Reading text:
□ □ □ □ □ □ □

"It's Tricky" is the fourth single released from Run-DMC's third album, Raising Hell. It was released early in 1987 through Profile Records and was co-produced by Rick Rubin and the group themselves. The song peaked at  57 on the US Billboard Hot 100 and No. 21 on the Hot R&B/Hip-Hop Songs. In the UK, the song reached No. 16 on the UK Singles Chart. Two decades after the song's release, the Knack sued Run-DMC on the grounds that "It's Tricky" sampled their song "My Sharona" without permission.

In 1998, American producer Jason Nevins remixed the song under the amended title "(It's) Tricky". This version peaked at No. 74 in the UK while Nevins' remix of Run-DMC's song "It's Like That" spent its fifth week at No. 1 on the UK Singles Chart. Nevins' remix also achieved top-40 placings in continental Europe, Australia, and New Zealand.

□ □ □ □ □ □ □

Saved entries:
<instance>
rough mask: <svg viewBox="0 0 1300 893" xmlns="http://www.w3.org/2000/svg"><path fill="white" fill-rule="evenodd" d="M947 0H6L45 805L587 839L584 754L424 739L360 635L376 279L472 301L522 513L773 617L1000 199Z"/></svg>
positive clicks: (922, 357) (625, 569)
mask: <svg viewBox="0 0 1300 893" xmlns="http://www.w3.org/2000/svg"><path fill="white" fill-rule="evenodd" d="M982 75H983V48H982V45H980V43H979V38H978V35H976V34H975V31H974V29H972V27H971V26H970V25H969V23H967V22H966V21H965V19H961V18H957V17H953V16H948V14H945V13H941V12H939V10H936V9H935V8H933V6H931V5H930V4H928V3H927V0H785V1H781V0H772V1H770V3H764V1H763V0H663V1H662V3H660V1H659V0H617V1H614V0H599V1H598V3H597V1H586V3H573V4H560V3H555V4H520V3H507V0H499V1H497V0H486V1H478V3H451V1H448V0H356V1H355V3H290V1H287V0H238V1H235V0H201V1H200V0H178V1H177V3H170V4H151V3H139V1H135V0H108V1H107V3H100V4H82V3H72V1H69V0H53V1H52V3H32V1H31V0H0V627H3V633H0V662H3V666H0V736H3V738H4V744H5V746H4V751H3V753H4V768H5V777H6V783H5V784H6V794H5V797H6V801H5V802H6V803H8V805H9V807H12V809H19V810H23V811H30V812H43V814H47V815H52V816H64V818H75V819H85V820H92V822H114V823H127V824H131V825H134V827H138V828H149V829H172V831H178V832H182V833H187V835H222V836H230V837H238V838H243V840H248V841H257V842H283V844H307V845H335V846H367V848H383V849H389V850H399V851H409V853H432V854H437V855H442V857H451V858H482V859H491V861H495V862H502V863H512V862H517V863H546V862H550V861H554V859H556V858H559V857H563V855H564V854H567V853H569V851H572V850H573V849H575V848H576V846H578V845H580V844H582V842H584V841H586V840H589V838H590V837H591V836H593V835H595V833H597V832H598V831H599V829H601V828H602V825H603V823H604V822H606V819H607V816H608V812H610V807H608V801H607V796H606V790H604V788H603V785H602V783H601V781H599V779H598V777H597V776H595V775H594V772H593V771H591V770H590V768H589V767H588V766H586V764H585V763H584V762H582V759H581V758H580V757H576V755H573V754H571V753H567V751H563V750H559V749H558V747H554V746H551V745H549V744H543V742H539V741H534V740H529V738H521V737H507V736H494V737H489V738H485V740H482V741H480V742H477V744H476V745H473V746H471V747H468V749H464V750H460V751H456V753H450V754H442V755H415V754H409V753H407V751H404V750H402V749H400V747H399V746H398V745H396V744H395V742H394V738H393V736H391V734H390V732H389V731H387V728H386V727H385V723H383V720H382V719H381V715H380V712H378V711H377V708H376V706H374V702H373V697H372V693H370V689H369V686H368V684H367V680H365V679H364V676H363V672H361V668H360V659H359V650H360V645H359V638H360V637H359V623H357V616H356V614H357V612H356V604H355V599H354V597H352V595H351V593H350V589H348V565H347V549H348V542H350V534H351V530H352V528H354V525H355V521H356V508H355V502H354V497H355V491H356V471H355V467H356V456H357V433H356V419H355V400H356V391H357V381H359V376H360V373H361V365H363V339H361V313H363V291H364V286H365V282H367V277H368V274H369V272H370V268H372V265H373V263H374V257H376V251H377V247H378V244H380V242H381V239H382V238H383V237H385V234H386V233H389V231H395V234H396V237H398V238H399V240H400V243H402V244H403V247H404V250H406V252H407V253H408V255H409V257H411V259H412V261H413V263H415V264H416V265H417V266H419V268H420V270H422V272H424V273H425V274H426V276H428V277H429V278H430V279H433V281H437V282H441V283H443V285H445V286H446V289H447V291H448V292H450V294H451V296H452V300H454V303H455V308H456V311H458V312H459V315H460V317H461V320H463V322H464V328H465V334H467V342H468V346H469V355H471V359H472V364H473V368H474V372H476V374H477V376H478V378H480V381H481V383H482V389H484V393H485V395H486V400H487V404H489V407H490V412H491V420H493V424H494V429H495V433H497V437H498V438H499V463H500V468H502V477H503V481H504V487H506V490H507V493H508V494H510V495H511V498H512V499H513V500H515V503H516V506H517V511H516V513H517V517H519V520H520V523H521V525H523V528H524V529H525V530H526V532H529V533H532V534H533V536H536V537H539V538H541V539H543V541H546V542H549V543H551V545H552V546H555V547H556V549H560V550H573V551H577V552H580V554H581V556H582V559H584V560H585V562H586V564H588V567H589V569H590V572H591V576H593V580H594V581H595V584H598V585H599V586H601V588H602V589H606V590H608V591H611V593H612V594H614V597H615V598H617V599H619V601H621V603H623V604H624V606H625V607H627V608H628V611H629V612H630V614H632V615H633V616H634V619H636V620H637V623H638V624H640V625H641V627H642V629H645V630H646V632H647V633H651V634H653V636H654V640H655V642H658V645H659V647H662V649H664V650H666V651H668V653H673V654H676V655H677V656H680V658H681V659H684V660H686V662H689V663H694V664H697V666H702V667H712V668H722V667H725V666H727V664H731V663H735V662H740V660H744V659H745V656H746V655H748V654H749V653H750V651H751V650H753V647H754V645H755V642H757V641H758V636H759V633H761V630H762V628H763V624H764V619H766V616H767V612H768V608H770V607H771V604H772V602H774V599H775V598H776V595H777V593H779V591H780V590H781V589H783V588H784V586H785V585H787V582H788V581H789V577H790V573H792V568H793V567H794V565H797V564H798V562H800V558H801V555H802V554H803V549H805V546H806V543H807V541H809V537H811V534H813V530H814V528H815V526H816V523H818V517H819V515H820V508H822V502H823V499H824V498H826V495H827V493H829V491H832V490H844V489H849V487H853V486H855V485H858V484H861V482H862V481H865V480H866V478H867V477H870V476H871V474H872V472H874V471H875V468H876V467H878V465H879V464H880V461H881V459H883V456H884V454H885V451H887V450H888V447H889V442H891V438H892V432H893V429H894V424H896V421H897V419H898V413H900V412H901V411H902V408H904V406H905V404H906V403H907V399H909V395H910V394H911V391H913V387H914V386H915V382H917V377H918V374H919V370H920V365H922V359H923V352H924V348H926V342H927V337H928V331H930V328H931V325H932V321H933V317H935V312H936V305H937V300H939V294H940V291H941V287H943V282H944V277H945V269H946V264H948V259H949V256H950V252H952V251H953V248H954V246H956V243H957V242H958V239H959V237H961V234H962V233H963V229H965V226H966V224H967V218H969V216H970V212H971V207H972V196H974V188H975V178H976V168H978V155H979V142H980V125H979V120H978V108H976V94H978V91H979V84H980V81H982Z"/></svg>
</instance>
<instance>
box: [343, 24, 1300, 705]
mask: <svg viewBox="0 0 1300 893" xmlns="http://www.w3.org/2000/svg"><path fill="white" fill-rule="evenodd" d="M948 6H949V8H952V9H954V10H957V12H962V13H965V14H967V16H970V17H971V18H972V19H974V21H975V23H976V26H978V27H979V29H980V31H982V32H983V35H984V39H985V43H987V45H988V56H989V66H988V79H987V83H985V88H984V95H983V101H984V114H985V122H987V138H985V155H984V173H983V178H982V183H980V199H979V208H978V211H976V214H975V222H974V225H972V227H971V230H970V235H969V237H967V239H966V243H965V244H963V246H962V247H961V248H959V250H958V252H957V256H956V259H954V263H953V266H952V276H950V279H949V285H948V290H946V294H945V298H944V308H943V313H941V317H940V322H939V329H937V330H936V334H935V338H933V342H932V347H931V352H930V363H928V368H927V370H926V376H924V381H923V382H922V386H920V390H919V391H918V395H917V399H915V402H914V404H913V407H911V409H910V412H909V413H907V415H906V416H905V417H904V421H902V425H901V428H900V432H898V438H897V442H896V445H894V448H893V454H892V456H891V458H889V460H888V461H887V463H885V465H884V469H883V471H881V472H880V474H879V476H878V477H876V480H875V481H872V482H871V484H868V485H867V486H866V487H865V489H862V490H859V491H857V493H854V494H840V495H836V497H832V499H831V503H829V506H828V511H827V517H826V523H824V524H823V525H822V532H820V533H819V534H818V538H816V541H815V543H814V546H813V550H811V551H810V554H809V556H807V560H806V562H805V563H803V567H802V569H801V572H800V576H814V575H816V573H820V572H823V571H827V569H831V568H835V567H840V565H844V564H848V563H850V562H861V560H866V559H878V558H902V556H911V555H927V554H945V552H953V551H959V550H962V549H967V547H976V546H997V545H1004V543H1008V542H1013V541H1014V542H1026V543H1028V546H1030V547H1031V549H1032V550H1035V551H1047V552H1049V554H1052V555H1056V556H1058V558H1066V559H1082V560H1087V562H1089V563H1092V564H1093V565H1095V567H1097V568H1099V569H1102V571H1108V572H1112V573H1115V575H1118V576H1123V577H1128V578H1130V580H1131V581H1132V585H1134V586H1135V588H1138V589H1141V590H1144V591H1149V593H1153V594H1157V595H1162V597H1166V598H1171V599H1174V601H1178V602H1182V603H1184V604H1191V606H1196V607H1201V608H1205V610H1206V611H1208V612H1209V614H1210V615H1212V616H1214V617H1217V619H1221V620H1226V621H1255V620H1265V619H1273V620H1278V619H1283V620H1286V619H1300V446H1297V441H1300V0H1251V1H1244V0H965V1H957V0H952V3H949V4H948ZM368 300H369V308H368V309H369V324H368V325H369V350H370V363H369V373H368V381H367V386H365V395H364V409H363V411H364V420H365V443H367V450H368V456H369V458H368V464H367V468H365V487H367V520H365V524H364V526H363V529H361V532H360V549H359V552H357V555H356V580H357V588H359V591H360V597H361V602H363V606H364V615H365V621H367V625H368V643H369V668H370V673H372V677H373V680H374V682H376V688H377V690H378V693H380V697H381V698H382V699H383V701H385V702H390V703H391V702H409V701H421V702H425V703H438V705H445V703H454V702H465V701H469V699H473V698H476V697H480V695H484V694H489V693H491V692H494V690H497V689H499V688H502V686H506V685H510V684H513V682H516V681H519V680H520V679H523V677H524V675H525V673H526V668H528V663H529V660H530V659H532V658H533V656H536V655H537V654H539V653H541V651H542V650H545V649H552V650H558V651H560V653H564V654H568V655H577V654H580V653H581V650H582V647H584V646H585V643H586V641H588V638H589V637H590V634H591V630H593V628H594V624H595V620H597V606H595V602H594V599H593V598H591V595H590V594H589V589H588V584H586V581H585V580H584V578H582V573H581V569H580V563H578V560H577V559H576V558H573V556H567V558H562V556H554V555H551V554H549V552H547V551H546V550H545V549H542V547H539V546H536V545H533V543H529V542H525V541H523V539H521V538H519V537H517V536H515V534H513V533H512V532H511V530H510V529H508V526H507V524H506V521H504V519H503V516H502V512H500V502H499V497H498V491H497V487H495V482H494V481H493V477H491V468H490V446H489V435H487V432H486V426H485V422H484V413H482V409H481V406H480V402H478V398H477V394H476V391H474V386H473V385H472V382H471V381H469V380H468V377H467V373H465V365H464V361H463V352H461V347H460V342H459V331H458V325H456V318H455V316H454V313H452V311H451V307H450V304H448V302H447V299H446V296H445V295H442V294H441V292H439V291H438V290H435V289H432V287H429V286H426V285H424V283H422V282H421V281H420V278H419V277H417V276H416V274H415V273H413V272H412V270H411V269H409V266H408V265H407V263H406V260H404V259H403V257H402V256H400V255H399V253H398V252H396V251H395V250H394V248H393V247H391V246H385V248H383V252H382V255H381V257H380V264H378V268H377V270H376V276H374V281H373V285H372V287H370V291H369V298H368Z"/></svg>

□ □ □ □ □ □ □

Assignment A:
Answer these questions from the article on "It's Tricky":
(i) Through which record label was the single released early in 1987?
(ii) Which band sued Run-DMC, and which of its songs did it claim was sampled?
(iii) What UK chart position did Jason Nevins' 1998 remix of the song reach?
Assignment B: List every song title that appears in the article on "It's Tricky".
Assignment C: Extend the article on the Run-DMC single "It's Tricky" with a further paragraph that picks up after its final sentence.
The records are separate from the article on "It's Tricky" and do not belong to it.

Result A:
(i) Profile Records
(ii) The Knack, over "My Sharona"
(iii) No. 74

Result B:
"It's Tricky"
"My Sharona"
"(It's) Tricky"
"It's Like That"

Result C:
Background
Run-D.M.C's previous studio album King of Rock had established the group's fusion of hip-hop and hard rock (as well as their cover of Walk This Way by Aerosmith),  which blossomed on Raising Hell. This was due in part to the presence of Rick Rubin as their record producer. Rubin had an affinity for metal and rap in equal measures and he knew how to play to the strengths of both. At the same time, he slipped in commercial concessions that came off as sly even when they borrowed from familiar songs, such as "My Sharona" on the single "It's Tricky." The song contains samples of "My Sharona" by the Knack, as well as the entire vocal structure from "Mickey" by Toni Basil. The Knack sued Run-DMC over the track in 2006, and the lawsuit was settled out of court.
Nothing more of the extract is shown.